Input>
--- START ---

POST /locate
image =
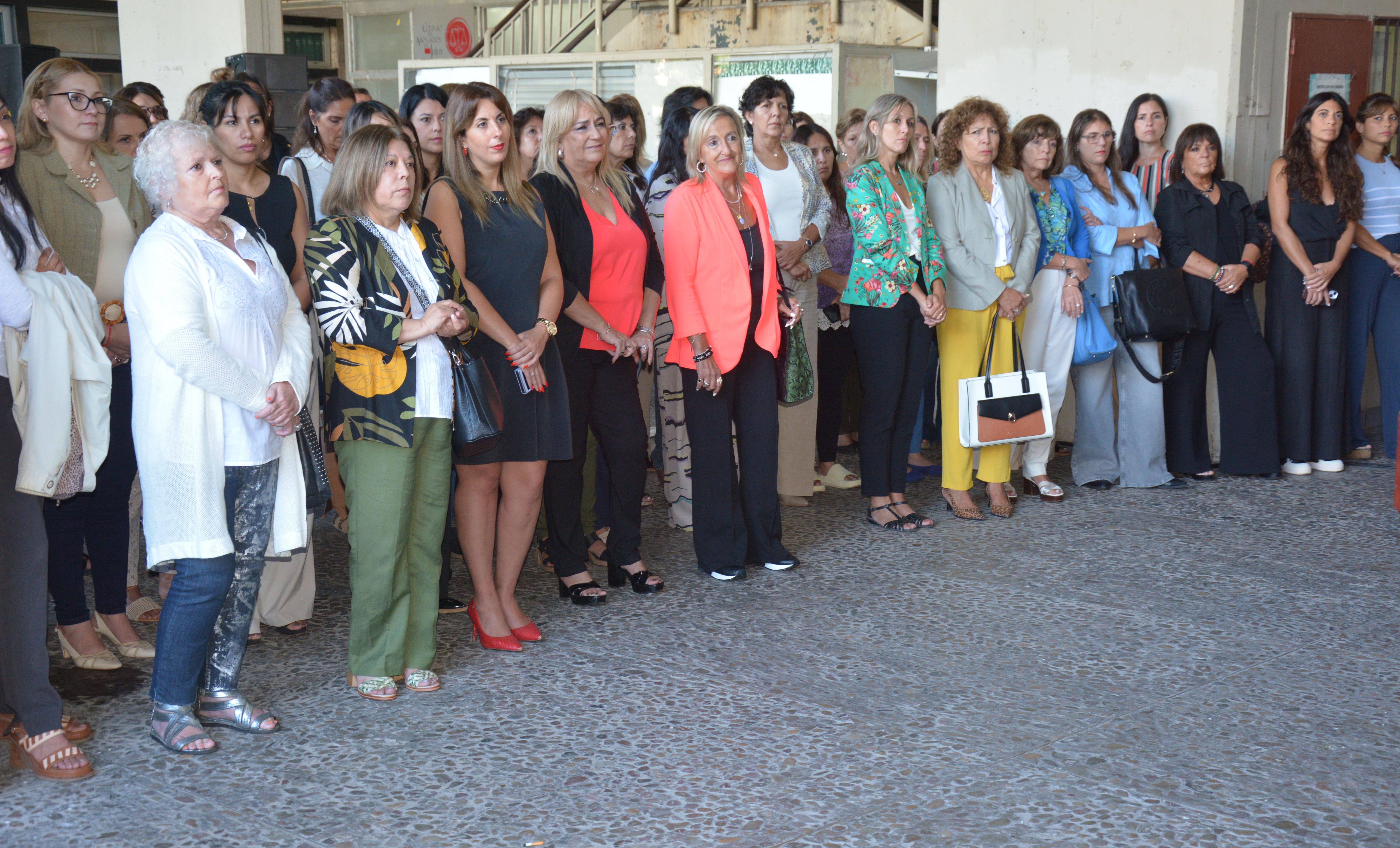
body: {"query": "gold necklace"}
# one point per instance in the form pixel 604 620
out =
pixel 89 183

--- END ---
--- START ---

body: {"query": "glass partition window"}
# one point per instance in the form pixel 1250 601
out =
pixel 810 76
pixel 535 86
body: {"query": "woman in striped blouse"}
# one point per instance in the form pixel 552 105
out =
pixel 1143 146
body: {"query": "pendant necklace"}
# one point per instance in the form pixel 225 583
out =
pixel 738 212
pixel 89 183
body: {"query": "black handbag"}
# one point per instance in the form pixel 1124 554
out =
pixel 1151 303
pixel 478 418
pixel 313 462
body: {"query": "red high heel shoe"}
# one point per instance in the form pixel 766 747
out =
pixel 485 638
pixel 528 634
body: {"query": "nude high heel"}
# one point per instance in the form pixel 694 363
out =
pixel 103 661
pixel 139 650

--- END ---

Task requirements> Identify the lines in the records above that contain the word "query", then state how many there are and nothing more.

Your response> 7